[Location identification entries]
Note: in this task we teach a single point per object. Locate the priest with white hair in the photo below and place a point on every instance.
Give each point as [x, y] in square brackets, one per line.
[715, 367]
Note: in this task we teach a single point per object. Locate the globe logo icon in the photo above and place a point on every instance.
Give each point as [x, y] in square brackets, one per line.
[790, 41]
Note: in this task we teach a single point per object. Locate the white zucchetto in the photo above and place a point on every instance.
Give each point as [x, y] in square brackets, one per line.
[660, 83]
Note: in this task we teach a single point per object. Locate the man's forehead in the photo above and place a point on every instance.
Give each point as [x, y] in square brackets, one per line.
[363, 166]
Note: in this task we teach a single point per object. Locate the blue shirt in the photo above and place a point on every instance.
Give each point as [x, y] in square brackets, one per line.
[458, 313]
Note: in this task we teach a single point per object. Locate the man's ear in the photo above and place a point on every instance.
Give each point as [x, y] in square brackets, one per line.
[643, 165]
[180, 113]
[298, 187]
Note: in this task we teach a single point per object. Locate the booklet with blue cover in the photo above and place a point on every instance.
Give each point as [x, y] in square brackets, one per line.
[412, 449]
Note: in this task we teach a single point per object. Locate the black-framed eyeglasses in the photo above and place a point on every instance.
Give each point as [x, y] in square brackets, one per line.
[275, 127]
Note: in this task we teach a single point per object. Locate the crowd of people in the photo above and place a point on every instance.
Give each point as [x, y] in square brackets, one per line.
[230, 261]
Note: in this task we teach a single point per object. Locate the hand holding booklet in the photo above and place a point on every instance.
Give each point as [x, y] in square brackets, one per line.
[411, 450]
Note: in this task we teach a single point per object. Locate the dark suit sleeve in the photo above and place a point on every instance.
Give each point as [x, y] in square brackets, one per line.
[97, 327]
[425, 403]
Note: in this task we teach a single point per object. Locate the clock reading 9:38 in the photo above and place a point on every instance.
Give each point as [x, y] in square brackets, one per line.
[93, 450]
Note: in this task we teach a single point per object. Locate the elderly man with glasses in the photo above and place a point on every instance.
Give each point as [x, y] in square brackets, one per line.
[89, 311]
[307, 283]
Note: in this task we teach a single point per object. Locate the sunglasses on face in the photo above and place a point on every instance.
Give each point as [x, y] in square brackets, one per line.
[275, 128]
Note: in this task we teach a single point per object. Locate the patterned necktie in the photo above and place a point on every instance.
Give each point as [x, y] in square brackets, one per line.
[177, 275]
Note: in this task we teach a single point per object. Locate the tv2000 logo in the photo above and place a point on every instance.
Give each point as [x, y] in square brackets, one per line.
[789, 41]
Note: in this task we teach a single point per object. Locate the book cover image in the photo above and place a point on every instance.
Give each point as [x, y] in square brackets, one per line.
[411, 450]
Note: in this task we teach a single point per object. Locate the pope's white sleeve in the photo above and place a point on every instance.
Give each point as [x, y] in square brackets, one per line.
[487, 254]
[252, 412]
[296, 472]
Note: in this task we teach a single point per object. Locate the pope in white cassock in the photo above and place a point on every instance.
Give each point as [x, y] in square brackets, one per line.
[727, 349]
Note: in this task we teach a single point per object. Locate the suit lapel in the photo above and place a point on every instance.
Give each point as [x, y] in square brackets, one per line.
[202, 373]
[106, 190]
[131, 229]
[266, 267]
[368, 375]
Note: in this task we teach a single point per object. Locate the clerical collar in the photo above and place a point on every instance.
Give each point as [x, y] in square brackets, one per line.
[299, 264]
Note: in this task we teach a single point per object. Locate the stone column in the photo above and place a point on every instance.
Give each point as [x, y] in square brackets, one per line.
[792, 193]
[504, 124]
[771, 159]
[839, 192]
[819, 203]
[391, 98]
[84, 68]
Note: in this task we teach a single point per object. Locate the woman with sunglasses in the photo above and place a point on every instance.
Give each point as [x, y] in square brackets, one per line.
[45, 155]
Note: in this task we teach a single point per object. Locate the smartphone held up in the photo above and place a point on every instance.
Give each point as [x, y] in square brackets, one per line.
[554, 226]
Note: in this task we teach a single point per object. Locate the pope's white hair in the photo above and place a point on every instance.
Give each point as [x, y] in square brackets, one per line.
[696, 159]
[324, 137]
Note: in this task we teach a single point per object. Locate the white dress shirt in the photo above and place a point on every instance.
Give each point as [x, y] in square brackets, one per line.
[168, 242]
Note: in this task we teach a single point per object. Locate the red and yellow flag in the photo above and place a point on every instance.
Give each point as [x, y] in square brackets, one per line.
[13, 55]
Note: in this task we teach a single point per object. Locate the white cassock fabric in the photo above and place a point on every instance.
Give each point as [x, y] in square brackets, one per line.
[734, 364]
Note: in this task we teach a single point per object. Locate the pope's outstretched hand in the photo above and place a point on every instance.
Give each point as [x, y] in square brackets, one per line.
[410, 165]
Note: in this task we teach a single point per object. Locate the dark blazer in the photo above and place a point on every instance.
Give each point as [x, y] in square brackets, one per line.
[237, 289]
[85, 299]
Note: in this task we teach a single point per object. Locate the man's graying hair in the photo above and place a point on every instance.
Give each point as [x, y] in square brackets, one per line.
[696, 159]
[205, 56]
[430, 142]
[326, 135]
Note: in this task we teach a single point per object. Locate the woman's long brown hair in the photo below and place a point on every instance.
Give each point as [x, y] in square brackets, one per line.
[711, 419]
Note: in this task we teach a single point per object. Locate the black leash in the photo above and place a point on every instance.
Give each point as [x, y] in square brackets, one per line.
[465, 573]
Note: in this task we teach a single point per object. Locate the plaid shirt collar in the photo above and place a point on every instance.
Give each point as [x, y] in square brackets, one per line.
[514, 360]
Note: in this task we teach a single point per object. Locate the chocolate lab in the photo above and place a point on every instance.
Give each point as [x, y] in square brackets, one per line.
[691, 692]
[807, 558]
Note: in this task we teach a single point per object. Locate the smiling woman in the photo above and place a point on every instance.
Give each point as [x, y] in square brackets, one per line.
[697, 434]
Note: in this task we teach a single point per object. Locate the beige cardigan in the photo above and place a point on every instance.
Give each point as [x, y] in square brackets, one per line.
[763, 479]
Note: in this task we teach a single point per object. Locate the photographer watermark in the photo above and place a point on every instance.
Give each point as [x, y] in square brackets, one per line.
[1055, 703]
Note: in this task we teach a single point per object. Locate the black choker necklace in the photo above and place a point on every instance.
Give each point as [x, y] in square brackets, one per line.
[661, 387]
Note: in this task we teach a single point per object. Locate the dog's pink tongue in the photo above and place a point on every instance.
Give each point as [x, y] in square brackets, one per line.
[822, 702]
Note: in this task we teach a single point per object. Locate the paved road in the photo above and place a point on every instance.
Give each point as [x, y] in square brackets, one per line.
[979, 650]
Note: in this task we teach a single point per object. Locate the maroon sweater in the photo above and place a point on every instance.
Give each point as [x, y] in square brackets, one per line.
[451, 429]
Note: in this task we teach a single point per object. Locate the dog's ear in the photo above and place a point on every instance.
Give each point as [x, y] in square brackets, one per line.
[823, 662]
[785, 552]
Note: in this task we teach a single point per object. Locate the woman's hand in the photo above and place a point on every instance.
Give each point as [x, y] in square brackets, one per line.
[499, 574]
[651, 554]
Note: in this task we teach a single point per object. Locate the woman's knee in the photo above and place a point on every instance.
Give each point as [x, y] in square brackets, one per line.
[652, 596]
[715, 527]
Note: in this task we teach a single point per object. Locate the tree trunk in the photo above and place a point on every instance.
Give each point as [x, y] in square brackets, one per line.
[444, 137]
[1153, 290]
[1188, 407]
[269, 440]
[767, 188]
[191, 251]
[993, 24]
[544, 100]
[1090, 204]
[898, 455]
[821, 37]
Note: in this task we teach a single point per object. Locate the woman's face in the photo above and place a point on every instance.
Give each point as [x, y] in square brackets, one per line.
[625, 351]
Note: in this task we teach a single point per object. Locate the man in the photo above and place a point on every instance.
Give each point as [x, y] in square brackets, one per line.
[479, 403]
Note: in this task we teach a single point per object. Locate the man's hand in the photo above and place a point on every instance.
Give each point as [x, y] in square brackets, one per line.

What to produce
Output the part of the records that opens with the line containing "the dog's ear" and continues through the end of the records as a Markdown table with two columns, Row and Line. Put the row number under Row and the line under Line, and leave out blank lines.

Task solution
| Row | Line |
|---|---|
| 1 | Note: in this task we teach a single point per object. Locate the dog's ear in the photo above and place a point on every instance. |
| 2 | Give each point as [x, y] in square brackets, one per line. |
| 3 | [823, 662] |
| 4 | [785, 552] |
| 5 | Note: in this task we teach a single point per object. Locate the woman's hand in the photo above and place a point on every instance. |
| 6 | Give each point as [x, y] in square brackets, one per line. |
| 7 | [499, 574] |
| 8 | [651, 554] |
| 9 | Note: in this task we teach a single point per object. Locate the woman's knee in the photo above and place a point on every instance. |
| 10 | Give each point as [x, y] in square brackets, one per line. |
| 11 | [652, 596] |
| 12 | [715, 527] |
| 13 | Note: in this task we teach a single point per object. Locate the tree trunk in the photo above and place a point on every instance. |
| 14 | Give each point as [x, y] in square brackets, one per line. |
| 15 | [444, 137] |
| 16 | [1153, 290] |
| 17 | [1188, 407] |
| 18 | [269, 440] |
| 19 | [767, 188] |
| 20 | [191, 251] |
| 21 | [993, 24] |
| 22 | [544, 100] |
| 23 | [1090, 204] |
| 24 | [898, 455] |
| 25 | [821, 37] |
| 26 | Note: in this task we teach a single point per object. Locate the woman's face in the photo above and place a point on every instance. |
| 27 | Give each point as [x, y] in square brackets, one per line. |
| 28 | [625, 351] |
| 29 | Note: in this task we teach a single point per object. Locate the man in the photo above and place a point on every instance. |
| 30 | Give each point as [x, y] in square brackets, one per line. |
| 31 | [479, 403] |
| 32 | Note: in this task we teach a single point per object. Locate the man's hand in the photo above and place a point on every instance. |
| 33 | Give each point as [x, y] in square brackets, one per line. |